(The problem): Count the lines below that contain the word "sunglasses", and give only that number.

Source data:
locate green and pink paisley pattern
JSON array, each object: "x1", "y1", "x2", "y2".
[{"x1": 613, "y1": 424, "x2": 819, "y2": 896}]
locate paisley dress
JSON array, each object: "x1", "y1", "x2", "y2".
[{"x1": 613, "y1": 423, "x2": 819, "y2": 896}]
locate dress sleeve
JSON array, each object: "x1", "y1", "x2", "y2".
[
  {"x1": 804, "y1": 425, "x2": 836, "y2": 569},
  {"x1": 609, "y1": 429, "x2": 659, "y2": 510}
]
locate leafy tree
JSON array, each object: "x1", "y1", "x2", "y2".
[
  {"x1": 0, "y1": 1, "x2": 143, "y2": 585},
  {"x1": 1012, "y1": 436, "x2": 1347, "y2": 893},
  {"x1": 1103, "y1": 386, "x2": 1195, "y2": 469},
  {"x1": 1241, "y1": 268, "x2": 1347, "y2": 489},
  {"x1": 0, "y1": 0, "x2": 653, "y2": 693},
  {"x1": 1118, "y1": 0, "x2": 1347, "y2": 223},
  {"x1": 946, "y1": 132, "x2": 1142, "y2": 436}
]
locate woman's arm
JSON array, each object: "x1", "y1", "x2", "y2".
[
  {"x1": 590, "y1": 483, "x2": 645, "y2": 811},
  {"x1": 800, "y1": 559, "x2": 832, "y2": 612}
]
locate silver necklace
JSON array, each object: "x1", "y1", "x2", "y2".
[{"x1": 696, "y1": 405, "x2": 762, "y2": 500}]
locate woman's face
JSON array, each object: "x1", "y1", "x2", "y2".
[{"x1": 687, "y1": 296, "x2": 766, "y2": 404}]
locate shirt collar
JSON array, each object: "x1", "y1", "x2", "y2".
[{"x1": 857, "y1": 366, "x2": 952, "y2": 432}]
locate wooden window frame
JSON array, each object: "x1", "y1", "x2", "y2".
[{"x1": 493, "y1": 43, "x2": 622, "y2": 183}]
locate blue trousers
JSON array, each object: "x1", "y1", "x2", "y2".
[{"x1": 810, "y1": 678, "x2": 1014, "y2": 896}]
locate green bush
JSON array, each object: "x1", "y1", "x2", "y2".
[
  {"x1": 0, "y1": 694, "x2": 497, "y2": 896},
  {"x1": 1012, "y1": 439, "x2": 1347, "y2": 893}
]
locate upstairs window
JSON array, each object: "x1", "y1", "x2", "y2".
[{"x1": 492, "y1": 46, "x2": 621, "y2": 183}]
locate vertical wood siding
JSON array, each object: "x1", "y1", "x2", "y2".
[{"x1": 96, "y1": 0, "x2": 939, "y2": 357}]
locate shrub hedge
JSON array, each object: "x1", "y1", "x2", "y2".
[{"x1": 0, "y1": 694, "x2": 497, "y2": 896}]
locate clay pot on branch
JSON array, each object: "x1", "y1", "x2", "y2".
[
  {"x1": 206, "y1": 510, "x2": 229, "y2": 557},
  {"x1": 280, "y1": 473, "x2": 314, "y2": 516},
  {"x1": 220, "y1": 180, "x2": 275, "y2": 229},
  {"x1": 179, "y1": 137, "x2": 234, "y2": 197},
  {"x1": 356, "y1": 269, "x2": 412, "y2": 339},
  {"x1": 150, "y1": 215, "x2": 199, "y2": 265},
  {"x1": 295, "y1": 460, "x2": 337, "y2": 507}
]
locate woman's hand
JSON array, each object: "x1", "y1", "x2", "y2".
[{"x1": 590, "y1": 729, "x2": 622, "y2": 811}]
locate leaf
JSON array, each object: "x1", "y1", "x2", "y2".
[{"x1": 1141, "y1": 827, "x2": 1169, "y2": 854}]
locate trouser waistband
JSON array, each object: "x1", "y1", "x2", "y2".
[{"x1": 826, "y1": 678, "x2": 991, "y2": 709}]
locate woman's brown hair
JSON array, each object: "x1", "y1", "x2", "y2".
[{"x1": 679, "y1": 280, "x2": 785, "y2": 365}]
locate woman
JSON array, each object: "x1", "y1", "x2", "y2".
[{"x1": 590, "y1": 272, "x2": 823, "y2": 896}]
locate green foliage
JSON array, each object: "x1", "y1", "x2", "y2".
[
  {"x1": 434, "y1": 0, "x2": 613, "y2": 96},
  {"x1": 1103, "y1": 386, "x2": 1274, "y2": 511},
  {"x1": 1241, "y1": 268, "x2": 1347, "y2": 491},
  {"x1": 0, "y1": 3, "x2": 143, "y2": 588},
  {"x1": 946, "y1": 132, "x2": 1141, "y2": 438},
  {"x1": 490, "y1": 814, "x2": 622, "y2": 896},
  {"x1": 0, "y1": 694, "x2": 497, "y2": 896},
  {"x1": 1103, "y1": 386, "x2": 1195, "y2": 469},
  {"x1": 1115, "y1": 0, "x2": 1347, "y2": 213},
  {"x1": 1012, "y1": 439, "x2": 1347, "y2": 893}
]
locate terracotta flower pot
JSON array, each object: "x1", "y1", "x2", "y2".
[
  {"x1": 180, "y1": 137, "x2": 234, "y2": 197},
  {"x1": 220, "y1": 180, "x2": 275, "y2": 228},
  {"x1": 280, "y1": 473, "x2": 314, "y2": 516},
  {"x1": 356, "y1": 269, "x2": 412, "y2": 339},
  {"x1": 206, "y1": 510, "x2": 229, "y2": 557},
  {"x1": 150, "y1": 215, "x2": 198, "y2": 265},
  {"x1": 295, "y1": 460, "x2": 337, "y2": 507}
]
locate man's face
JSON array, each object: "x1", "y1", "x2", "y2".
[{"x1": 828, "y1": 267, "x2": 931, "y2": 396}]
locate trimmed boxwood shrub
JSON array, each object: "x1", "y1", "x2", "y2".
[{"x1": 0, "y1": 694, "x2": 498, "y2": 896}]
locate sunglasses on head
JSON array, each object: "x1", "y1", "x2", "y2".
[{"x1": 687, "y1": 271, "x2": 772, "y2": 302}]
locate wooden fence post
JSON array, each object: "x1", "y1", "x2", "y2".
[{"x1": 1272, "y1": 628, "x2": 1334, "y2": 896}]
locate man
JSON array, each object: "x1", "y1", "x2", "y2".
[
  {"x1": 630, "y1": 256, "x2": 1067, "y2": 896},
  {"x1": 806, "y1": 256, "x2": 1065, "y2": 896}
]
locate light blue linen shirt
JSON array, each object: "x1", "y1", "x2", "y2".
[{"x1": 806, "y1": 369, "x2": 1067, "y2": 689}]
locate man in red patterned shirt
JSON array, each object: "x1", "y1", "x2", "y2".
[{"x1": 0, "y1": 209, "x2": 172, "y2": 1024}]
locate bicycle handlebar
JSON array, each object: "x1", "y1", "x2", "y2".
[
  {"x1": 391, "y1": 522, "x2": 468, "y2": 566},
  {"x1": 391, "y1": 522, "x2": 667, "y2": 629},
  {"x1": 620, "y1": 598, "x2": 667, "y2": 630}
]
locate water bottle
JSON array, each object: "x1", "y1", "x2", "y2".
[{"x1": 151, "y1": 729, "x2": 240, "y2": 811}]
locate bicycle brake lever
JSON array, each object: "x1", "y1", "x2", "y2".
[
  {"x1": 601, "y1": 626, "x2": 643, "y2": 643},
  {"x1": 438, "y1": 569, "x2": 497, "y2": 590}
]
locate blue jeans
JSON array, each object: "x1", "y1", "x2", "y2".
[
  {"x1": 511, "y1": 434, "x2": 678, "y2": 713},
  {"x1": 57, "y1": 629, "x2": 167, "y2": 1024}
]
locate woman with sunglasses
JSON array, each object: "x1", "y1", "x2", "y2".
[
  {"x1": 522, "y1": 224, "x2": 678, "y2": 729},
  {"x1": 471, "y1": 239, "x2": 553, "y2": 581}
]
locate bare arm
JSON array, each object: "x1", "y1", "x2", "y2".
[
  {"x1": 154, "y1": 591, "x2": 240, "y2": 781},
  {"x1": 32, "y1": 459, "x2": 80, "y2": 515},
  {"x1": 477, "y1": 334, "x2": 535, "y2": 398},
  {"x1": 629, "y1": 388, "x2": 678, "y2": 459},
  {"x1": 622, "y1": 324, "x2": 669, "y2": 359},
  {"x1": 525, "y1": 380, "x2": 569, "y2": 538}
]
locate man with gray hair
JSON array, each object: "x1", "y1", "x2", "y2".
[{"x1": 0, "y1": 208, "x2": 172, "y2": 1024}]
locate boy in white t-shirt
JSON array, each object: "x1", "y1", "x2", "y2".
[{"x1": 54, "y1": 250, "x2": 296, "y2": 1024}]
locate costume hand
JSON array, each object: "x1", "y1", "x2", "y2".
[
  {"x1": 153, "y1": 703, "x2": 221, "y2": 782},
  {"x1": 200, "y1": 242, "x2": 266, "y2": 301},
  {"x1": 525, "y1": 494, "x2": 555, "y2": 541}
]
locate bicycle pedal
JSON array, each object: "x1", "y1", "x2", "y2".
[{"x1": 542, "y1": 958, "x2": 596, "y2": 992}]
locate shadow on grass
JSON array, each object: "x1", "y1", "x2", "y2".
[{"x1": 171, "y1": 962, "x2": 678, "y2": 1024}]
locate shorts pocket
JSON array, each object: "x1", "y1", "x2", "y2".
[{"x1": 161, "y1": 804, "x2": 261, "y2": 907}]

(Answer below): 2